--- WHAT TO DO ---
A – Please rewrite the ethnography excerpt, starting at "When a child" and ending at "to their dead.", substituting "marks" for "scars".
B – Decide whether each statement agrees with the ethnography excerpt. Answer yes or no for each, and quote the words of the excerpt that settle it.
(i) A widow stays silent for exactly two years.
(ii) Among the Mincopies, the women put up the temporary huts.
(iii) A girl is first given an apron of leaves at about ten years old.
C – Answer these questions from the ethnography excerpt:
(i) What does the widow scrape from her body at the grave-trampling ceremony?
(ii) Which place is named as the aboriginal home of the pigmies?
(iii) What do the women use to make tattoo incisions?

--- TEXT SHOWN ---
The widow (or widows) of a deceased man smears her hair, face, and breast with white pipe clay, and remains silent during a long time, perhaps a year, communicating by means of gesture language. She remains in camp, performing assiduously the ceremonies for the dead; indeed, should she venture forth on her old avocations, a younger brother of her husband, on meeting her, might run her through with his spear. When the time comes to have the ban of silence removed, she smears herself afresh with kaolin, prepares a large tray full of food, and accompanied by female friends walks to the dividing line of her camp. They are joined by the proper kindred of the deceased, who, after an elaborate ceremony, release her from her vows, and certify to her having done her whole widowly duties. At the ceremony of trampling on the grave of the dead man, in which certain women take part, and especially the widow, who scrapes the kaolin from her body, showing that her mourning is ended.
When a child dies, not only does the actualmia, or "mother," cut herself, but all the sisters of the latter perform a like ceremony. On the death of relatives, women gash themselves. The scars thus made have naught to do with the decorative cicatrices across the breast, before mentioned. They are specially proud of these self-inflicted wounds, since they are the permanent record of their faithfulness to their dead.
Let us turn our attention to the smallest women of the world. History, ethnology, and classic myth have united to make the Eastern pigmies the most interesting people in the world. Though they are a little people, and have been hard pressed by larger and stronger races, they have survived for centuries. They are to be found in Asia, Africa, and the islands of the sea. Africa was doubtless their aboriginal home; but this negrito type has spread eastward, probably in their canoes in the early days, till the islands of the South Seas have become their home.
The women among these little people are even smaller than the men. The Mincopies of the Andaman Islands are among the most interesting of the negritos. Because of their roving nature, they live in huts which are rather temporary in character. These are put up by the women, though when a sojourn in a given locality is to be of longer duration the men build huts that are more permanent. The boys and girls do not sleep in the same huts with the married people, but in huts specially constructed for them. The women often become quite expert in the manufacture of pottery by hand, the vessels having rounded bottoms, and being decorated with wavy lines, or lines made by a wooden style.
Both boys and girls in the first few years of life are left entirely nude. At about six years the little girl has placed upon her an apron of leaves. This is her sole garment. Later in life, the womanly instinct for ornament shows itself however, so that necklaces and girdles are added. There is a certain kind of girdle, made from the pandanus leaves, which is the peculiar possession of the married women. The women, as well as the men, tattoo their entire bodies. This art of tattooing is practised almost entirely by the women. They use a piece of quartz or glass, making horizontal and vertical incisions in alternating series. There was probably some religious significance originally in this practice, since the men begin the process by making incisions with an arrow used in hunting the wild pig, and while the wounds are still fresh the man must refrain from using the flesh of this animal. The bodies of the women are usually quite shapely, though their faces are not beautiful. With the women as well as the men, the body is of nearly uniform width, there being scarcely any enlargement at the hips. Since the race is comparatively pure, marrying among themselves, the type is very uniform; and since, as Quatrefages says, the occupations of men and women vary little, the difference in the development of female as contrasted with masculine characteristics is exceedingly small.

--- GIVEN RECORDS ---
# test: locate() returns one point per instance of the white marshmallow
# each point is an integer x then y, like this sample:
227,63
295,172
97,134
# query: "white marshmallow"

--- ANSWERS GIVEN ---
A –
When a child dies, not only does the actualmia, or "mother," cut herself, but all the sisters of the latter perform a like ceremony. On the death of relatives, women gash themselves. The marks thus made have naught to do with the decorative cicatrices across the breast, before mentioned. They are specially proud of these self-inflicted wounds, since they are the permanent record of their faithfulness to their dead.

B –
(i) No: "remains silent during a long time, perhaps a year"
(ii) Yes: "These are put up by the women"
(iii) No: "At about six years the little girl has placed upon her an apron of leaves."

C –
(i) The kaolin.
(ii) Africa.
(iii) A piece of quartz or glass.